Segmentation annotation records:
□ □ □ □

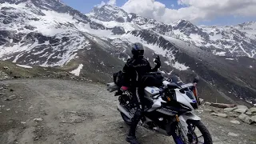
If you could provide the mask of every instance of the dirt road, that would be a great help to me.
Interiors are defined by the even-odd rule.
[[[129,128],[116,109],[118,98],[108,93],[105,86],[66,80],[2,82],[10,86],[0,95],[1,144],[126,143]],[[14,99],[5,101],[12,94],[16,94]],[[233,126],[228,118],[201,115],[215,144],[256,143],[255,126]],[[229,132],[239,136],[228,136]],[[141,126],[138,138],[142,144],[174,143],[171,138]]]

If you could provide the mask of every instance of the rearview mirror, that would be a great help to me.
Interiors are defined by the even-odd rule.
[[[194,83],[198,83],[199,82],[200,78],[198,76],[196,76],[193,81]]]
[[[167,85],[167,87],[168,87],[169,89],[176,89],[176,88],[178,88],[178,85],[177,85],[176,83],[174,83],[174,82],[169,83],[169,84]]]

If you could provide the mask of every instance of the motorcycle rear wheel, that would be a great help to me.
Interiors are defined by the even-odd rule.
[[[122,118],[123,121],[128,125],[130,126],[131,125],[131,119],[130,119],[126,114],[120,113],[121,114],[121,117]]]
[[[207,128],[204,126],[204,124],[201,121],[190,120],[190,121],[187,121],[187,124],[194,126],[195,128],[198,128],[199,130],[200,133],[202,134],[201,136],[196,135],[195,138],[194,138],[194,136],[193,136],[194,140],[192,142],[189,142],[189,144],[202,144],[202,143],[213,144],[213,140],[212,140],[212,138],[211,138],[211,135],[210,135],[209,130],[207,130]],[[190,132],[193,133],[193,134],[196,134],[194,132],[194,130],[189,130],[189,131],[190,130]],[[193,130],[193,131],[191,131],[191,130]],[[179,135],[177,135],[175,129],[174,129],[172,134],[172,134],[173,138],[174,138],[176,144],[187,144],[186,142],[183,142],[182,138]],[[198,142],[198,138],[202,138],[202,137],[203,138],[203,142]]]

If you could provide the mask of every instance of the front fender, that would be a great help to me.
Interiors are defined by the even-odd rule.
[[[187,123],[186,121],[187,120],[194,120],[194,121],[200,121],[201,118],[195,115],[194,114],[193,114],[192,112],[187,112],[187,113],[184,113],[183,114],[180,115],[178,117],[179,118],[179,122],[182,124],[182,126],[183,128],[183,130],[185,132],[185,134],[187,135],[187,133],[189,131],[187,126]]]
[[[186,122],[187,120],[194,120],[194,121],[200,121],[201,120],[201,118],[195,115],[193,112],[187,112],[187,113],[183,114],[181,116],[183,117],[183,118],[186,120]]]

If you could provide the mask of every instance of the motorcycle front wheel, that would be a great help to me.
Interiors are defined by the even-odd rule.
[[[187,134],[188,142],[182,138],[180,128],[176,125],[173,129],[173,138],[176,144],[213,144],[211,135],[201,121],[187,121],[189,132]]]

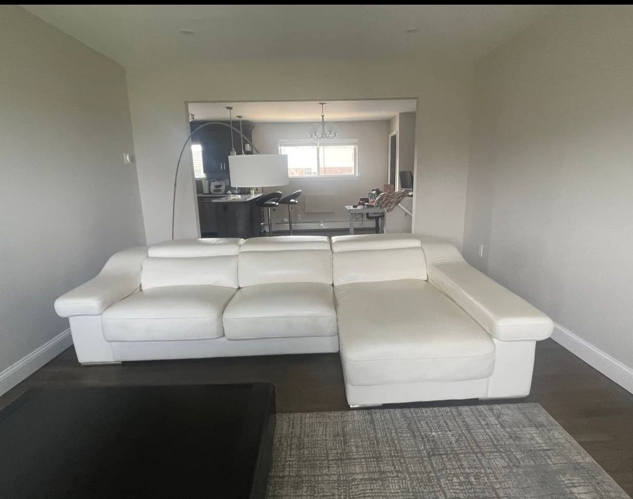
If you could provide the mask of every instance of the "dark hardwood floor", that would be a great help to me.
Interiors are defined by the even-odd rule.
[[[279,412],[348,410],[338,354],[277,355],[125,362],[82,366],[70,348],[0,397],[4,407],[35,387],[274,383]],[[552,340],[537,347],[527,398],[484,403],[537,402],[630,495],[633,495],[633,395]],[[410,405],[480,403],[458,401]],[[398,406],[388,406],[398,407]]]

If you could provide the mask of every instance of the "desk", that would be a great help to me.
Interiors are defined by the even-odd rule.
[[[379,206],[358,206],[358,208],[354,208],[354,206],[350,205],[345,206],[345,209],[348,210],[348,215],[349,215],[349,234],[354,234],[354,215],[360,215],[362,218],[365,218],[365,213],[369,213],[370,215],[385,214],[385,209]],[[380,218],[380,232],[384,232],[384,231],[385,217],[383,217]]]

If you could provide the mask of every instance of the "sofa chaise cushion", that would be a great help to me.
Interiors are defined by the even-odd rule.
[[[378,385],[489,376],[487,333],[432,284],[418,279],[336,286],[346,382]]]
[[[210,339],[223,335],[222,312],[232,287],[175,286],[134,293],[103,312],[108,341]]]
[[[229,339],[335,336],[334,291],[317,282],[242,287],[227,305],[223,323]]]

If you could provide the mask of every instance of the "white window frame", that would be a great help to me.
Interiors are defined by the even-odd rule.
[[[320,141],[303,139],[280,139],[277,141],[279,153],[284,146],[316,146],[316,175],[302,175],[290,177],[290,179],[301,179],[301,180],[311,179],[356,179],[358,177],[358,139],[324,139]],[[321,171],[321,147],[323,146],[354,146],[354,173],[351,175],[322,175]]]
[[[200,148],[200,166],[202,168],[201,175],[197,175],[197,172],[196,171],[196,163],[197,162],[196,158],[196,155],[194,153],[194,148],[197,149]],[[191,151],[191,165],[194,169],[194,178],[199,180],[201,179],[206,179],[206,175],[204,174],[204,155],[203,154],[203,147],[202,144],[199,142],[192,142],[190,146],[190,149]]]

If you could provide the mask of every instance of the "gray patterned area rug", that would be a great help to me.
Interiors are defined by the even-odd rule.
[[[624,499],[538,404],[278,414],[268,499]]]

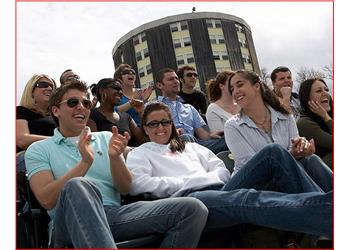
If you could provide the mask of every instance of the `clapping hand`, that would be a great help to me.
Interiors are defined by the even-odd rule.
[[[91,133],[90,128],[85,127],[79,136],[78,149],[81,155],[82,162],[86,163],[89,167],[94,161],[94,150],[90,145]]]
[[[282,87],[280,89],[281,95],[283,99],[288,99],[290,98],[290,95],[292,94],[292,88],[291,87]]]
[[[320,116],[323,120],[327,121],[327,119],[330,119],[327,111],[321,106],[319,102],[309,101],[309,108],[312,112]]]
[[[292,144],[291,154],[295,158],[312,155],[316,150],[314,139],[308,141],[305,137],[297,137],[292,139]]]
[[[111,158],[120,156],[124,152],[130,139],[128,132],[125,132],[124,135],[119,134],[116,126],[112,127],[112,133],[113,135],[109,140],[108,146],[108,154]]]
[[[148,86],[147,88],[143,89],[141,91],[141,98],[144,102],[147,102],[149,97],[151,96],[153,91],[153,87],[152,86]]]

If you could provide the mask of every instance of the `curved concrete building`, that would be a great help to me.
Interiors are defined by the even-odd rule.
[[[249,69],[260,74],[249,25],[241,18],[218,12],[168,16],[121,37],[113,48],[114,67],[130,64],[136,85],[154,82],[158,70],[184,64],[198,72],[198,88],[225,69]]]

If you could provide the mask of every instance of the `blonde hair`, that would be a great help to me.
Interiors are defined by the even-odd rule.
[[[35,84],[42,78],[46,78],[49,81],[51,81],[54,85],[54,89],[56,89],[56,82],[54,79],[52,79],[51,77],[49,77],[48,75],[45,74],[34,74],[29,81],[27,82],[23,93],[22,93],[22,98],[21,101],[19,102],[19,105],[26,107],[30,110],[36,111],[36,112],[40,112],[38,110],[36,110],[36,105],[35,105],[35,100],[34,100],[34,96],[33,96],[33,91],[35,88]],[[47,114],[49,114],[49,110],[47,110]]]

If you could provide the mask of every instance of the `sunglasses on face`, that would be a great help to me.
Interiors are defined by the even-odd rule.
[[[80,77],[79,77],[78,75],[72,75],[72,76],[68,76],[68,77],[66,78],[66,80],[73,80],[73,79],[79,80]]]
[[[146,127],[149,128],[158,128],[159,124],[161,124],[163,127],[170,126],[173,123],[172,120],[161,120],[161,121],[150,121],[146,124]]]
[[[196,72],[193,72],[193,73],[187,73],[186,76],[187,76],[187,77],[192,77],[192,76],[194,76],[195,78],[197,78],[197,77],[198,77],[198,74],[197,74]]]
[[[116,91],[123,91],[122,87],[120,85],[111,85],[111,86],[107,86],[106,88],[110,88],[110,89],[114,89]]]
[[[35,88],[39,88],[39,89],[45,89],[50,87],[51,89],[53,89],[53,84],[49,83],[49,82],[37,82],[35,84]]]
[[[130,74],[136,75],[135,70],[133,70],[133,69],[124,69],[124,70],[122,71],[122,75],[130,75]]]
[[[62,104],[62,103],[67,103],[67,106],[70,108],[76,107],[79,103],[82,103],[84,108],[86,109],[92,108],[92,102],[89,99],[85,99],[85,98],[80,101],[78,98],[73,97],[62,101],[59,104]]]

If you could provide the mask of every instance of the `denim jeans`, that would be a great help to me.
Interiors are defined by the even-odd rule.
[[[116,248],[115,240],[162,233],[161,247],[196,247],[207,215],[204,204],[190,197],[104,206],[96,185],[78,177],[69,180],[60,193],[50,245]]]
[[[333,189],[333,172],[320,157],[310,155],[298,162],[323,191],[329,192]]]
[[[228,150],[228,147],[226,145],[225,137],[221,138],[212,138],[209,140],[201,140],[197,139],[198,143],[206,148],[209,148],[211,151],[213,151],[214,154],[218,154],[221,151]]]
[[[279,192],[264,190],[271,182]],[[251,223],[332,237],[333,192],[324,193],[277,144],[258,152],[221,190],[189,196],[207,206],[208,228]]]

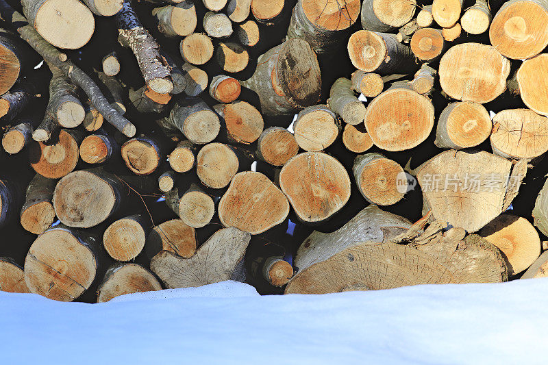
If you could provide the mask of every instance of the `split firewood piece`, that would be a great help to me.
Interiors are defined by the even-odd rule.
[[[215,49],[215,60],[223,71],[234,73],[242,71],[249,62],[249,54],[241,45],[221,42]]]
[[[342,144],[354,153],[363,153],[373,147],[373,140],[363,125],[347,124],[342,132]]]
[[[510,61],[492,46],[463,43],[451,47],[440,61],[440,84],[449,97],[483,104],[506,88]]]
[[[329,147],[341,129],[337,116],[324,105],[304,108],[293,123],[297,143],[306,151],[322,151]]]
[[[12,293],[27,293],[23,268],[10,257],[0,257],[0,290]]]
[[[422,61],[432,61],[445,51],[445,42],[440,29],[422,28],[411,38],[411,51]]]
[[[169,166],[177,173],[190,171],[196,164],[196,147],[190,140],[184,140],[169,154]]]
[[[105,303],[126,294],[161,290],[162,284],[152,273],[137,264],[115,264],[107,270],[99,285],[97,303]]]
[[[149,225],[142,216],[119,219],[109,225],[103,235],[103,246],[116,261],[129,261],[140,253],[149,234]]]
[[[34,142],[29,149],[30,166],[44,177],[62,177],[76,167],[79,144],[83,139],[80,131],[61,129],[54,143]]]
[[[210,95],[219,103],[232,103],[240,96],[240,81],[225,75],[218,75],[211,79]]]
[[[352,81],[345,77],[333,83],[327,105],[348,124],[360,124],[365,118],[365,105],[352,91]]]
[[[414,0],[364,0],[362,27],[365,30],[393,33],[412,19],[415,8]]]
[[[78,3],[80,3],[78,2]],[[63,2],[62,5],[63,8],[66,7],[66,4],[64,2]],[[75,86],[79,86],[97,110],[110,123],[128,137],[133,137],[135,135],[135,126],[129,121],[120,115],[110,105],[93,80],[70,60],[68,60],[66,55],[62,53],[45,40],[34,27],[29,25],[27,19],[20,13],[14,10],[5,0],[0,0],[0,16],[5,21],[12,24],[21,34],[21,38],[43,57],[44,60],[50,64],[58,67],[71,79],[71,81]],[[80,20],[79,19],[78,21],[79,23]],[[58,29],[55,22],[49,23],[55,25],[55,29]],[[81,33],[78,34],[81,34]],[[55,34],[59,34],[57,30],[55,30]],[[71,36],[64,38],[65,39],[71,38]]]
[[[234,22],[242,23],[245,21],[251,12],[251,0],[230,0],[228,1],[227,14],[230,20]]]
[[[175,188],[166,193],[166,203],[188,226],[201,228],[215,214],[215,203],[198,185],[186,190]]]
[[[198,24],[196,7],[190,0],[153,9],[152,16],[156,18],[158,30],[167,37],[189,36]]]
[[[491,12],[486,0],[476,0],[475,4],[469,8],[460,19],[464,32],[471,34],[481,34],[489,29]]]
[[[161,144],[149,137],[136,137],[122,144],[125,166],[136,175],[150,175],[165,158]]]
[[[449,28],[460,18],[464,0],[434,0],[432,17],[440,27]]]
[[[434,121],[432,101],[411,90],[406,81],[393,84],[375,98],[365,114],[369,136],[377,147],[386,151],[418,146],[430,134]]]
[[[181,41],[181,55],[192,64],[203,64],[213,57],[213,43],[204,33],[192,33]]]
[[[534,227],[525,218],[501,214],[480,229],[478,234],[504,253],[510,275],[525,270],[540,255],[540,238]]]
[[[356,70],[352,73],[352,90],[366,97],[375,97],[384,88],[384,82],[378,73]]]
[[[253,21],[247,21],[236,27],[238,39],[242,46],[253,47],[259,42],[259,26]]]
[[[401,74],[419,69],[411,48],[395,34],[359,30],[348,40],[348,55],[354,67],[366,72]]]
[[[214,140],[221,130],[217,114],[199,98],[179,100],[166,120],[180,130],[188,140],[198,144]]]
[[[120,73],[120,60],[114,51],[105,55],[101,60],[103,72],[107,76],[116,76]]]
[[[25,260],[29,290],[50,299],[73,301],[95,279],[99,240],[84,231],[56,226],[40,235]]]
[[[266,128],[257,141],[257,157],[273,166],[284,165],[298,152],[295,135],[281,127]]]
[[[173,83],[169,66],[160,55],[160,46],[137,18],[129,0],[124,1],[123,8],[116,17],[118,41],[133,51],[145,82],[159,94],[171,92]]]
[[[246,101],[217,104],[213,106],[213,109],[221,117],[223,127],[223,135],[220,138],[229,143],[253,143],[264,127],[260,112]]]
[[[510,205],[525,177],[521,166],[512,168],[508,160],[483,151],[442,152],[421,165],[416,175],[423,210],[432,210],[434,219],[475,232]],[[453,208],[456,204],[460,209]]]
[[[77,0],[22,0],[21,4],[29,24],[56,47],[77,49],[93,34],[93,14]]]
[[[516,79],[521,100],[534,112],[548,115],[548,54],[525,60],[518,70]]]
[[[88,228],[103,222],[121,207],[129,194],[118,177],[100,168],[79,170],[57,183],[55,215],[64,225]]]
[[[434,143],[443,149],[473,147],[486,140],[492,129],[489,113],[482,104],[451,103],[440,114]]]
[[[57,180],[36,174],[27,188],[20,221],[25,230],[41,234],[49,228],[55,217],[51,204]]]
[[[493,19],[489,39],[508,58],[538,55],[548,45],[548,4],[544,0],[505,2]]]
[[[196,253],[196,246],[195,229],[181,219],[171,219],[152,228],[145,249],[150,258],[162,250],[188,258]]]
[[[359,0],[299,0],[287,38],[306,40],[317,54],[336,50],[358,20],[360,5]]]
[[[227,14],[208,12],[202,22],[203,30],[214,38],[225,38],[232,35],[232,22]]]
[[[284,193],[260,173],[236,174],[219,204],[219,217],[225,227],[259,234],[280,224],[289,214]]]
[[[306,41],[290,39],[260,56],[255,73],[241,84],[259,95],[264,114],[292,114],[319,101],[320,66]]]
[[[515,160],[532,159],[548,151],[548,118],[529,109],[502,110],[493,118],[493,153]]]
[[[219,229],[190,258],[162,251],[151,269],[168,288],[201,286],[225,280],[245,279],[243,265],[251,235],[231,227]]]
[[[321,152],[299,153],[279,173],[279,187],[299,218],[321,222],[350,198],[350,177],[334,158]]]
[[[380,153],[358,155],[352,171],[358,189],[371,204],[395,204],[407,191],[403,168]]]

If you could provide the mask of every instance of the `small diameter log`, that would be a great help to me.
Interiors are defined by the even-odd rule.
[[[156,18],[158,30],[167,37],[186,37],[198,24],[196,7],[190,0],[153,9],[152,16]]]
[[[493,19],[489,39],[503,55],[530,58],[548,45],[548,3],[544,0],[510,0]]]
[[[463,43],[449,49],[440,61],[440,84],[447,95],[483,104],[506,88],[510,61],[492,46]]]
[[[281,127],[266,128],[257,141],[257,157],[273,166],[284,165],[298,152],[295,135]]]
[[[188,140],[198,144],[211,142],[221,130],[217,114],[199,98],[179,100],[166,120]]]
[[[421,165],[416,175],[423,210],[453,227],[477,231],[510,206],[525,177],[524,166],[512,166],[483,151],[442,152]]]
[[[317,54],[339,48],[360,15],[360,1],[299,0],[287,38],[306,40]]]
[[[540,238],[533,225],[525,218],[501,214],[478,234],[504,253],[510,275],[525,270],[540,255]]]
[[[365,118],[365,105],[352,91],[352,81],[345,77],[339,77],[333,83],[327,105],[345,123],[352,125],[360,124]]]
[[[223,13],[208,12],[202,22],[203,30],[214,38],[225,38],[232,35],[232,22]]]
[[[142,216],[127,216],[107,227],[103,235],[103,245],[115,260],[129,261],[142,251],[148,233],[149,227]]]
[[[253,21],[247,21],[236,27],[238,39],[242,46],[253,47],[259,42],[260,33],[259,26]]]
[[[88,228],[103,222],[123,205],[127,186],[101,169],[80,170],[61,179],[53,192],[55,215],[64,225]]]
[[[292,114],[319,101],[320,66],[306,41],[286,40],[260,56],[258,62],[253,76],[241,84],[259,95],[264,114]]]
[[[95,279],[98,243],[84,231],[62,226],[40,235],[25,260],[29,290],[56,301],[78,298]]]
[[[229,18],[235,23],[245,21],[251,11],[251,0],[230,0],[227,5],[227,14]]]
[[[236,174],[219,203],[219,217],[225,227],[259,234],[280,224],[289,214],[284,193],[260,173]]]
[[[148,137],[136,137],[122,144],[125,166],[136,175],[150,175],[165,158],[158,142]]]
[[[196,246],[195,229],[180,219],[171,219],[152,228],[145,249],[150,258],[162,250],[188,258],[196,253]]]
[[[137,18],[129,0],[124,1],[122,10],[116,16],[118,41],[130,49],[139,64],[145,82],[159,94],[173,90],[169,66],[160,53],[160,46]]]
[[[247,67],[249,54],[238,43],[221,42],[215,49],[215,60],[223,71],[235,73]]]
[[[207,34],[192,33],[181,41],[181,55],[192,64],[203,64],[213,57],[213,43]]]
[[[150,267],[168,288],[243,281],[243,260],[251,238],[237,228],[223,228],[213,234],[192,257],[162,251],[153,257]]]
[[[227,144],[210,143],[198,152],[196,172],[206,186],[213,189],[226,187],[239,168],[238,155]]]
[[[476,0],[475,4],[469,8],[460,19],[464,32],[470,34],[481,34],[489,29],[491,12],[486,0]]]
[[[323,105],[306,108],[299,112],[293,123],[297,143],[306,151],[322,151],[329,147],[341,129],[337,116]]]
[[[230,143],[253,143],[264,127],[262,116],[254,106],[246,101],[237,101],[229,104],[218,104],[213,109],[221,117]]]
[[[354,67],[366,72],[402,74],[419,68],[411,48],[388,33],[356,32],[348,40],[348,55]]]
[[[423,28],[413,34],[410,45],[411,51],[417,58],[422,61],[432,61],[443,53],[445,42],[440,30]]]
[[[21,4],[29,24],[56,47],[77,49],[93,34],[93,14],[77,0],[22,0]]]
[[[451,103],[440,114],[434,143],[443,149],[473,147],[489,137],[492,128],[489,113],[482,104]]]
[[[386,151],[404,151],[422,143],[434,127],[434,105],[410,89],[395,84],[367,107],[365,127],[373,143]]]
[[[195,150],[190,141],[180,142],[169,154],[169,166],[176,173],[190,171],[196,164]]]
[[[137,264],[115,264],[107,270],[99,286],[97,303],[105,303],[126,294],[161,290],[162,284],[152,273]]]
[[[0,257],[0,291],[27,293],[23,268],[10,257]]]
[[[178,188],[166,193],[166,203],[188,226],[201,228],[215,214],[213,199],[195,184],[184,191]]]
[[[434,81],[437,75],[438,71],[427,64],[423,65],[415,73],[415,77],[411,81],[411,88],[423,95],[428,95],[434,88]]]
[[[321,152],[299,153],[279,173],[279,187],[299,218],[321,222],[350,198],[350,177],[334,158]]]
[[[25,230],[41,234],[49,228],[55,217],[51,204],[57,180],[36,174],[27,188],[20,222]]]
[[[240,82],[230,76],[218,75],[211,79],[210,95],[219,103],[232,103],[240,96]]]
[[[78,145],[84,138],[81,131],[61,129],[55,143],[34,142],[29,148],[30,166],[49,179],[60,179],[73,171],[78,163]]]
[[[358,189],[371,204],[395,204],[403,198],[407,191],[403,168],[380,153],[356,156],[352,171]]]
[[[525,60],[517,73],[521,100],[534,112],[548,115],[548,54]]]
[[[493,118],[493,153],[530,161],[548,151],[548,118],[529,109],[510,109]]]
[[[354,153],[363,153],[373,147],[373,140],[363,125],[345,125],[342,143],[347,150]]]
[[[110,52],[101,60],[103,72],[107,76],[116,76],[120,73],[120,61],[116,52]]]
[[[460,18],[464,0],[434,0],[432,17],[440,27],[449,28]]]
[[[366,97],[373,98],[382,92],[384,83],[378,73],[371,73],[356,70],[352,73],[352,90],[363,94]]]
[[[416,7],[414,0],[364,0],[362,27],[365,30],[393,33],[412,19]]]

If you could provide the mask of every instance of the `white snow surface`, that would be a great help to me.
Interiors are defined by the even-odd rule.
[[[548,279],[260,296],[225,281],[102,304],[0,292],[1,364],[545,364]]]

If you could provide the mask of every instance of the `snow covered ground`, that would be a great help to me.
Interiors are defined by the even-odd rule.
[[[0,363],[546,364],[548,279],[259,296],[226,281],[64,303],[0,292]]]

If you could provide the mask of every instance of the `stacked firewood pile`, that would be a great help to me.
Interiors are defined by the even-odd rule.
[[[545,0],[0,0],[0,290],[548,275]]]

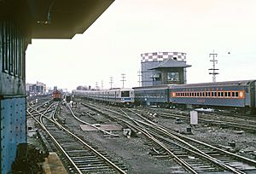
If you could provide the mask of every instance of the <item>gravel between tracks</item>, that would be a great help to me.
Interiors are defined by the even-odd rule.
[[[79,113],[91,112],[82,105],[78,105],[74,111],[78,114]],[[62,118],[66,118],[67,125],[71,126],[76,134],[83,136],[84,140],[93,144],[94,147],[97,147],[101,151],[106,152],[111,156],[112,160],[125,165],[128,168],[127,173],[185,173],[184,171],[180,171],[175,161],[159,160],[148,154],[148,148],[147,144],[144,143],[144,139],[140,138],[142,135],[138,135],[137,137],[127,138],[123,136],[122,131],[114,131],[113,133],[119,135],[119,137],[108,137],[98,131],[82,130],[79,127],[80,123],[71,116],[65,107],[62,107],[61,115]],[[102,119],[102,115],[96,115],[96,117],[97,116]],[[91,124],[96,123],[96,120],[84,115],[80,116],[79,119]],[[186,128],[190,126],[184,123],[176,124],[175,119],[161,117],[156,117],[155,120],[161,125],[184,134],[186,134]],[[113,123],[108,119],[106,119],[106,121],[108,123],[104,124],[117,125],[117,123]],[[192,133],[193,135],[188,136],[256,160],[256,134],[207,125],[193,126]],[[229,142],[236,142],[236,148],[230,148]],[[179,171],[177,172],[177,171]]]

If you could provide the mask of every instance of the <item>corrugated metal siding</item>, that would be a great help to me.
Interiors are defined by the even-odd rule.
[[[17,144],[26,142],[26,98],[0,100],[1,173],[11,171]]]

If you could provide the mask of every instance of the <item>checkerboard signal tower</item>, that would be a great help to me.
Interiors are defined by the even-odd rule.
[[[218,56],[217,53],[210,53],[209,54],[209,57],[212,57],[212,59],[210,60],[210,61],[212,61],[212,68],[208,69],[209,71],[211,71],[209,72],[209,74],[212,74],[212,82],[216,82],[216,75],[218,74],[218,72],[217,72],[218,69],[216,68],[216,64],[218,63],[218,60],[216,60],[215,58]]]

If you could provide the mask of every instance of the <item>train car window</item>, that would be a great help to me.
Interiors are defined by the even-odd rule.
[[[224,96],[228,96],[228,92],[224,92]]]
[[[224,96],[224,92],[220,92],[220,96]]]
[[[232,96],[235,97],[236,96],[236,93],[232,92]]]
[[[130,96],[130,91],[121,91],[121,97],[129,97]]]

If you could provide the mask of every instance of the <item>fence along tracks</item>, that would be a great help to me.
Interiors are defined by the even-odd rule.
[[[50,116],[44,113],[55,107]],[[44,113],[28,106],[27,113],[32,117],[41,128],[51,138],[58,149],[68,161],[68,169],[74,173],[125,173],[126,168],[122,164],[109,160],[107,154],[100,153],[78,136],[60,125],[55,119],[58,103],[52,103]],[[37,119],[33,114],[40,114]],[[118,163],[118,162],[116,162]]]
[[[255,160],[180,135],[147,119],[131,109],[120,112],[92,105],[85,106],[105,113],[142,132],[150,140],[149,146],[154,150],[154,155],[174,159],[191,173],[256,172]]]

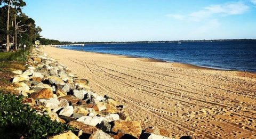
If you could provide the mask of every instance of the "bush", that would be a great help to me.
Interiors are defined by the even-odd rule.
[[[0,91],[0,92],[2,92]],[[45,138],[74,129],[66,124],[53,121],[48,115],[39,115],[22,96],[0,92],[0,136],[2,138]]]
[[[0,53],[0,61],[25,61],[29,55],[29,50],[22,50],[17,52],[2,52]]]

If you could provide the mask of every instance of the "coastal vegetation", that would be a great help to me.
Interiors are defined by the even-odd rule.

□ □ □ □

From the material above, pick out and copy each line containing the string "window". Matching is case-sensitive.

= Exercise answer =
If you could provide the mask of every instance of the "white window frame", that would be a great help to me.
If you could provide the mask of every instance of the <item>train car window</item>, that would be a great help to me.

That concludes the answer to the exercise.